[Rows of box annotation data]
◆ ◆ ◆ ◆ ◆ ◆ ◆
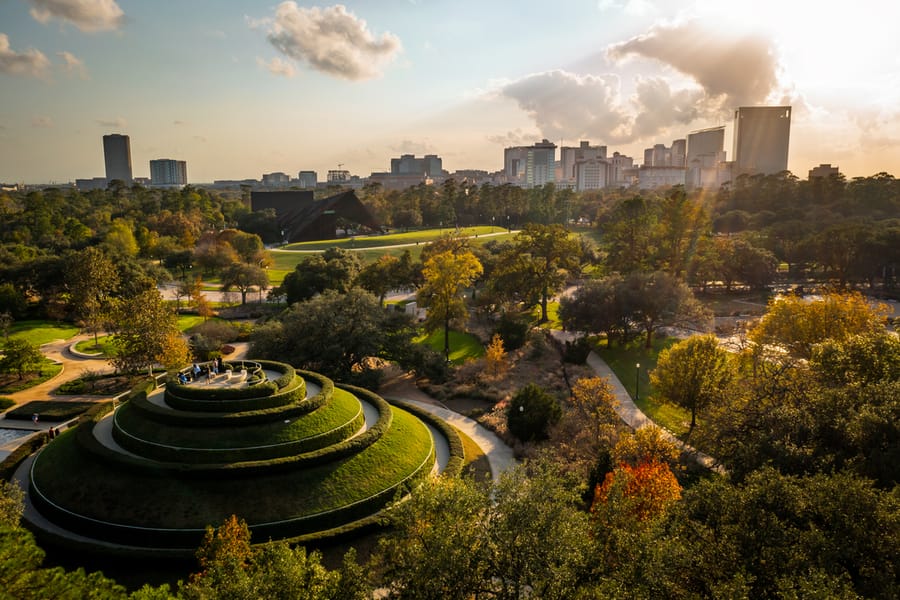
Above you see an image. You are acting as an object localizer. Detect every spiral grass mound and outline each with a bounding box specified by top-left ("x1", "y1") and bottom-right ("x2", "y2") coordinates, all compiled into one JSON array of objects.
[{"x1": 29, "y1": 361, "x2": 446, "y2": 553}]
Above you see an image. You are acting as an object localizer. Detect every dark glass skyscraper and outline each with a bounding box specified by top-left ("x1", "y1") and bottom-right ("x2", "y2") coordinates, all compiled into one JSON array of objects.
[{"x1": 103, "y1": 133, "x2": 134, "y2": 184}]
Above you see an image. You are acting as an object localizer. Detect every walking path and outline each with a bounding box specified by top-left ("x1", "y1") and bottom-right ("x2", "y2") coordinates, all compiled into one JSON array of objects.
[{"x1": 379, "y1": 374, "x2": 517, "y2": 482}]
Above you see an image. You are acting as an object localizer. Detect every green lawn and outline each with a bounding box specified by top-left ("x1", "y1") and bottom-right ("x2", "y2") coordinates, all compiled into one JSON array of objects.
[
  {"x1": 413, "y1": 329, "x2": 484, "y2": 365},
  {"x1": 9, "y1": 321, "x2": 79, "y2": 346},
  {"x1": 595, "y1": 336, "x2": 691, "y2": 437},
  {"x1": 75, "y1": 335, "x2": 115, "y2": 356},
  {"x1": 0, "y1": 358, "x2": 62, "y2": 394}
]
◆ ◆ ◆ ◆ ◆ ◆ ◆
- _Prompt_
Copy out all of the rows above character for character, leaving out the picture.

- _Task response_
Above you see an image. You are acting as an object localizer. Detect every spiral grass mound and outline each with a bounding box specified by top-left ("x1", "y1") and bottom-right ("x2", "y2") coordinates, all compiled into one JSON array of objects.
[{"x1": 29, "y1": 361, "x2": 446, "y2": 553}]
Above you see an image. You are acting as an object localizer. Detect every dark glass skyscraper and outline each with a bounding box specified by top-left ("x1", "y1") and bottom-right ("x2", "y2") coordinates, all compiled into one JSON array of objects.
[{"x1": 103, "y1": 133, "x2": 134, "y2": 184}]
Above you see an image. You are acting as an object localizer. Detect every walking path and outline each with a bounding box specified by top-left ("x1", "y1") and bottom-right ("x2", "y2") coordinates, all compiled into one JSON array of objects.
[{"x1": 379, "y1": 374, "x2": 517, "y2": 482}]
Above you see an image. You are acting as an object localizer. Detect every green lawn and outline each with a bounding box specified by top-left ("x1", "y1") and bottom-right ("x2", "y2") coordinates, all compiled into one JSON array of objects.
[
  {"x1": 413, "y1": 329, "x2": 484, "y2": 365},
  {"x1": 9, "y1": 321, "x2": 79, "y2": 346},
  {"x1": 595, "y1": 336, "x2": 691, "y2": 437},
  {"x1": 75, "y1": 335, "x2": 115, "y2": 356},
  {"x1": 0, "y1": 358, "x2": 62, "y2": 394}
]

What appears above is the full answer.